§ Goal
Format every line of the listing below as a Markdown table with the columns Row and Line, numbering each line and leaving out blank lines.

§ Records from a data collection
— Start —

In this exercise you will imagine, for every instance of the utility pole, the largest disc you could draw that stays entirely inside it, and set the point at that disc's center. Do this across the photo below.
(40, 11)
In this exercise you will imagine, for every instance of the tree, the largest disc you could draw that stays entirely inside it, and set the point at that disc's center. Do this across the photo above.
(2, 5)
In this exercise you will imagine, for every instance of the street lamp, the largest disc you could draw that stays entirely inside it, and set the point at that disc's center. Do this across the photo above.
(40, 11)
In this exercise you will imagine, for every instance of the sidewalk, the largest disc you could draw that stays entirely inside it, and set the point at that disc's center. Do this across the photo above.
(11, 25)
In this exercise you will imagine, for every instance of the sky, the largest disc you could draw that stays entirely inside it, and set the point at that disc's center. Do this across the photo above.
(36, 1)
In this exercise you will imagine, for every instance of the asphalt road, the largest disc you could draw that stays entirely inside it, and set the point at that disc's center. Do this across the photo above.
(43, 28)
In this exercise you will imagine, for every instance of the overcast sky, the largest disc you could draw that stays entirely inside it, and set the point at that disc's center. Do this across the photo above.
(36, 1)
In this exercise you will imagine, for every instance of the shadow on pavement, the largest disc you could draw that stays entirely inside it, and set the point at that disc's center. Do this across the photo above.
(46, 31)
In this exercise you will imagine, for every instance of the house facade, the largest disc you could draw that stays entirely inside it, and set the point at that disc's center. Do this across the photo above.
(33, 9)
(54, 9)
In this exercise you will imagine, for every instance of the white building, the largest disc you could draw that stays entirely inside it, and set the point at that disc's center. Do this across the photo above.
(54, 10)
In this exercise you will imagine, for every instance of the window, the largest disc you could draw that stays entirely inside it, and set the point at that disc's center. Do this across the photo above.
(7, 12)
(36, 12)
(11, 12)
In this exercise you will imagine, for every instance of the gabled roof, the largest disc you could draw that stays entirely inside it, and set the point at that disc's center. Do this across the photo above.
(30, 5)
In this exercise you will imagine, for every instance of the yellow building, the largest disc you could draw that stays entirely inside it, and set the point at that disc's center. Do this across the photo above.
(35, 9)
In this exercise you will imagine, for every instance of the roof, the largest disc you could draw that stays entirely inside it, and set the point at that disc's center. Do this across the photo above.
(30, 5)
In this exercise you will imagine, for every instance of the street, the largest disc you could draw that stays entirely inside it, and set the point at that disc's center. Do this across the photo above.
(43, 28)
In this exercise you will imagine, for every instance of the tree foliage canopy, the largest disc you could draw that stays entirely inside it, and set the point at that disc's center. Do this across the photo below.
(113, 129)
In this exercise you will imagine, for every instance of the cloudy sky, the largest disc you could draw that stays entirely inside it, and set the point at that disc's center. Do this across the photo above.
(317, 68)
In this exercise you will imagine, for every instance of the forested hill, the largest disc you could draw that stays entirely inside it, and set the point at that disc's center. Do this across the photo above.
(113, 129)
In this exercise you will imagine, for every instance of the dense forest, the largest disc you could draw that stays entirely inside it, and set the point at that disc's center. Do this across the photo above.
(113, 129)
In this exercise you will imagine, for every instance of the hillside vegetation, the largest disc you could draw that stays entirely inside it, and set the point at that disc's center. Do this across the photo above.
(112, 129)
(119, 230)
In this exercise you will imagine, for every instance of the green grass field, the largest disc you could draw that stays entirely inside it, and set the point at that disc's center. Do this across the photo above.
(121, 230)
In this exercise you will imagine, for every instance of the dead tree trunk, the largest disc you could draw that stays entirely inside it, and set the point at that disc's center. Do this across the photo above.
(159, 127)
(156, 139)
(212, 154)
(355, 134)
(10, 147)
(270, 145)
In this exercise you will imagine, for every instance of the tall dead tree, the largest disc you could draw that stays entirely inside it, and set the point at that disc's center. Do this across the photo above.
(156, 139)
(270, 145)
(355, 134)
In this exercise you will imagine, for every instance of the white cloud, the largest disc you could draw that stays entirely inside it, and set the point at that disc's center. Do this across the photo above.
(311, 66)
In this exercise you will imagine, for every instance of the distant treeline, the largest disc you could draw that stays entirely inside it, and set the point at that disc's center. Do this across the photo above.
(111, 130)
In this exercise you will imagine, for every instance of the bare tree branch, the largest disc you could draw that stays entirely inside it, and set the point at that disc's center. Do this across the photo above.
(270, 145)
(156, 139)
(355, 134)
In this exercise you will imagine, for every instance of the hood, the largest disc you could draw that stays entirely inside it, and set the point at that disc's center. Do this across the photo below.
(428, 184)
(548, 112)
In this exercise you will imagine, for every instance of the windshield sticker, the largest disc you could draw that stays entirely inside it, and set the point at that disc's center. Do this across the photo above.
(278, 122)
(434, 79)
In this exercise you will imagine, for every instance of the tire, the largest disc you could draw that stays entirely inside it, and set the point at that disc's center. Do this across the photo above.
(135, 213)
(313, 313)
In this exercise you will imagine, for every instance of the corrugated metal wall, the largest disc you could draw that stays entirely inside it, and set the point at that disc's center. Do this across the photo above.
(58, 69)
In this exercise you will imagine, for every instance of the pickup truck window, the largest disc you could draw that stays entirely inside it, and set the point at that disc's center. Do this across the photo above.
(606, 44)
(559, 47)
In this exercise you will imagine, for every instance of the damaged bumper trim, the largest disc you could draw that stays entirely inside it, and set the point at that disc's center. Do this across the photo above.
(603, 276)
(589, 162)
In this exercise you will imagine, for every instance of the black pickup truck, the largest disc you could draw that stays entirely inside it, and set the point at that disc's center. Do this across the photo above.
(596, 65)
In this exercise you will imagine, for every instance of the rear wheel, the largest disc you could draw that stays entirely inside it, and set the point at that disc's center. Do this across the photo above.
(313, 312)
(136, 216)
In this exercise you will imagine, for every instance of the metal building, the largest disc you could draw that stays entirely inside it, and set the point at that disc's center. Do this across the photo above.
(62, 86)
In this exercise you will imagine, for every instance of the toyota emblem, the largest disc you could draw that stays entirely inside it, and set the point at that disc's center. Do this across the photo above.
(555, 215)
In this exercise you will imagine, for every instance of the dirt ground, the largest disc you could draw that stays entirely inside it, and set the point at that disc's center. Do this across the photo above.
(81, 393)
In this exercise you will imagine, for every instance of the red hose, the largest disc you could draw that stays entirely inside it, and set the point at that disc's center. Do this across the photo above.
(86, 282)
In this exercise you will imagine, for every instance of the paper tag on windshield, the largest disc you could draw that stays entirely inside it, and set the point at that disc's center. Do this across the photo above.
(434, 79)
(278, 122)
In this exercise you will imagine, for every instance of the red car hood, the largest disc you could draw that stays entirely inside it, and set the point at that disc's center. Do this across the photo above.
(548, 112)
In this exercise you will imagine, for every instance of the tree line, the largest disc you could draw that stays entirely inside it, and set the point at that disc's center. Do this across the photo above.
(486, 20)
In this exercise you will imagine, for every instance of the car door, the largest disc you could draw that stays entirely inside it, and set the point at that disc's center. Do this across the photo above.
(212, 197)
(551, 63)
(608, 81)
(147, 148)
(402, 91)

— End —

§ Full response
| Row | Line |
|---|---|
| 1 | In this exercise you will imagine, for every instance of the utility pole, the largest disc you could draw that stays entirely inside it, and set the point at that disc's center. Do this across the photo below. |
| 2 | (40, 11) |
| 3 | In this exercise you will imagine, for every instance of the tree, the largest disc you could draw that stays entirely inside it, and set the point at that disc's center. Do this across the photo above. |
| 4 | (2, 5) |
| 5 | In this exercise you will imagine, for every instance of the street lamp, the largest disc you could draw that stays entirely inside it, and set the point at that disc's center. Do this across the photo above. |
| 6 | (40, 11) |
| 7 | In this exercise you will imagine, for every instance of the sidewalk, the largest disc you could draw that stays entirely inside it, and set the point at that disc's center. Do this across the photo above. |
| 8 | (11, 25) |
| 9 | In this exercise you will imagine, for every instance of the sky, the largest disc you could draw that stays entirely inside it, and set the point at that disc's center. Do this across the photo above. |
| 10 | (36, 1) |
| 11 | In this exercise you will imagine, for every instance of the asphalt road, the largest disc you could draw that stays entirely inside it, and set the point at that disc's center. Do this across the photo above. |
| 12 | (43, 28) |
| 13 | In this exercise you will imagine, for every instance of the overcast sky, the largest disc you could draw that stays entirely inside it, and set the point at that disc's center. Do this across the photo above. |
| 14 | (36, 1) |
| 15 | In this exercise you will imagine, for every instance of the shadow on pavement, the largest disc you could draw that stays entirely inside it, and set the point at that disc's center. Do this across the photo above. |
| 16 | (46, 31) |
| 17 | In this exercise you will imagine, for every instance of the house facade, the largest disc you could draw that stays entirely inside it, and set the point at that disc's center. Do this across the photo above. |
| 18 | (33, 9) |
| 19 | (54, 9) |
| 20 | In this exercise you will imagine, for every instance of the white building, the largest disc you could draw that stays entirely inside it, and set the point at that disc's center. Do this across the photo above. |
| 21 | (54, 10) |
| 22 | In this exercise you will imagine, for every instance of the window, the largest disc you could draw that stays entirely inside it, and set the point at that disc's center. Do this across the photo above. |
| 23 | (7, 12) |
| 24 | (36, 12) |
| 25 | (11, 12) |
| 26 | In this exercise you will imagine, for every instance of the gabled roof, the largest disc you could draw that stays entirely inside it, and set the point at that disc's center. Do this across the photo above. |
| 27 | (30, 5) |
| 28 | In this exercise you will imagine, for every instance of the yellow building, the largest disc you could draw that stays entirely inside it, and set the point at that disc's center. Do this across the photo above. |
| 29 | (35, 9) |
| 30 | In this exercise you will imagine, for every instance of the roof, the largest disc you could draw that stays entirely inside it, and set the point at that disc's center. Do this across the photo above. |
| 31 | (30, 5) |
| 32 | In this exercise you will imagine, for every instance of the street, the largest disc you could draw that stays entirely inside it, and set the point at that disc's center. Do this across the photo above. |
| 33 | (43, 28) |
| 34 | In this exercise you will imagine, for every instance of the tree foliage canopy, the largest disc you could draw that stays entirely inside it, and set the point at that disc's center. Do this across the photo below. |
| 35 | (113, 129) |
| 36 | In this exercise you will imagine, for every instance of the cloudy sky, the largest disc you could draw that stays entirely inside it, and set the point at that disc's center. Do this across the photo above. |
| 37 | (317, 68) |
| 38 | In this exercise you will imagine, for every instance of the forested hill, the largest disc you could draw that stays entirely inside it, and set the point at that disc's center. Do this across the photo above. |
| 39 | (113, 129) |
| 40 | In this exercise you will imagine, for every instance of the dense forest, the largest disc you could draw that stays entirely inside it, and set the point at that disc's center. Do this across the photo above. |
| 41 | (113, 129) |
| 42 | In this exercise you will imagine, for every instance of the hillside vegetation, the largest disc you could draw that stays entirely inside it, and set the point at that disc's center. Do this across the photo above. |
| 43 | (112, 129) |
| 44 | (119, 230) |
| 45 | In this exercise you will imagine, for every instance of the green grass field, the largest disc you could draw that stays entirely inside it, and set the point at that disc's center. Do this across the photo above. |
| 46 | (121, 230) |
| 47 | In this exercise you will imagine, for every instance of the dead tree trunk, the largest disc you could draw that stays entirely inside it, and set the point at that disc's center. Do this across the photo above. |
| 48 | (159, 127) |
| 49 | (156, 139) |
| 50 | (212, 154) |
| 51 | (355, 134) |
| 52 | (10, 147) |
| 53 | (270, 145) |
| 54 | In this exercise you will imagine, for every instance of the tall dead tree, the largest disc you could draw that stays entirely inside it, and set the point at that disc's center. Do this across the photo above. |
| 55 | (156, 139) |
| 56 | (270, 145) |
| 57 | (355, 134) |
| 58 | In this exercise you will imagine, for every instance of the white cloud, the largest disc you could draw that stays entirely inside it, and set the point at that disc's center. Do this across the photo above. |
| 59 | (311, 66) |
| 60 | In this exercise you will imagine, for every instance of the distant treeline, the largest disc you could draw that stays entirely inside it, and set the point at that disc's center. Do this across the photo above. |
| 61 | (111, 130) |
| 62 | In this exercise you will imagine, for every instance of the bare tree branch, the largest disc you could draw that stays entirely inside it, and set the point at that disc's center. Do this across the photo above. |
| 63 | (270, 145) |
| 64 | (156, 139) |
| 65 | (355, 134) |
| 66 | In this exercise you will imagine, for every instance of the hood, the largest disc you could draw that stays entirely inside it, and set the point at that disc's center. Do this across the photo below. |
| 67 | (428, 184) |
| 68 | (548, 112) |
| 69 | In this exercise you will imagine, for every instance of the windshield sticker, the largest disc you could draw that stays entirely inside it, and set the point at that disc's center. Do this across the photo above. |
| 70 | (278, 122) |
| 71 | (434, 79) |
| 72 | In this exercise you will imagine, for every instance of the tire, the largest disc you could draw that stays entirely inside it, and set the point at that disc's center. Do this across the photo above. |
| 73 | (135, 213) |
| 74 | (313, 313) |
| 75 | In this exercise you will imagine, for every instance of the corrugated metal wall, the largest disc you could draw that stays entirely inside it, and set the point at that disc's center. Do this across the photo above. |
| 76 | (58, 69) |
| 77 | In this exercise you will imagine, for every instance of the pickup truck window, the largest disc you could draw that stays entirely inside it, and set the point at that disc's center. Do this across the photo above. |
| 78 | (606, 44) |
| 79 | (559, 47) |
| 80 | In this exercise you will imagine, for every instance of the damaged bumper trim, the largest disc you could draw that stays entirely inside it, and set the point at that disc's center. Do this across the photo above. |
| 81 | (603, 276) |
| 82 | (589, 162) |
| 83 | In this exercise you will imagine, for every instance of the black pickup truck, the largest disc you could draw that stays entirely inside it, and set the point at that disc's center. Do this across the photo above. |
| 84 | (596, 65) |
| 85 | In this exercise you will imagine, for every instance of the rear wheel, the largest disc you could draw that stays entirely inside it, and set the point at that disc's center. Do this across the photo above. |
| 86 | (313, 312) |
| 87 | (136, 216) |
| 88 | In this exercise you will imagine, for every instance of the metal building, the largest disc you could draw that stays entirely inside it, and set the point at that disc's center. Do this across the photo above. |
| 89 | (62, 86) |
| 90 | In this exercise you will imagine, for every instance of the toyota emblem, the largest disc you could draw that stays entirely inside it, and set the point at that disc's center. Do this across the photo above. |
| 91 | (555, 215) |
| 92 | In this exercise you will imagine, for every instance of the dirt ground, the largest disc you could draw that stays entirely inside it, and set the point at that disc's center. Do this across the photo above. |
| 93 | (81, 393) |
| 94 | In this exercise you will imagine, for every instance of the red hose, the largest disc you could draw that stays entirely inside it, and set the point at that disc's center. Do this across the photo above. |
| 95 | (86, 282) |
| 96 | In this exercise you will imagine, for every instance of the paper tag on windshield, the largest disc you could draw that stays entirely inside it, and set the point at that disc's center. Do this across the photo above. |
| 97 | (434, 79) |
| 98 | (278, 122) |
| 99 | In this exercise you will imagine, for every instance of the red car hood, the largest disc you could draw that stays entirely inside it, and set the point at that disc's center. Do this across the photo above. |
| 100 | (548, 112) |
| 101 | In this exercise you will imagine, for every instance of the tree line, the largest disc you could draw that stays entirely inside it, and set the point at that disc's center. Do this across the photo above. |
| 102 | (486, 20) |
| 103 | In this exercise you will imagine, for every instance of the car door, the largest disc you could draw that stays entirely inside it, and set the point at that disc's center. Do this across the photo above. |
| 104 | (212, 197) |
| 105 | (551, 63) |
| 106 | (608, 81) |
| 107 | (147, 148) |
| 108 | (402, 91) |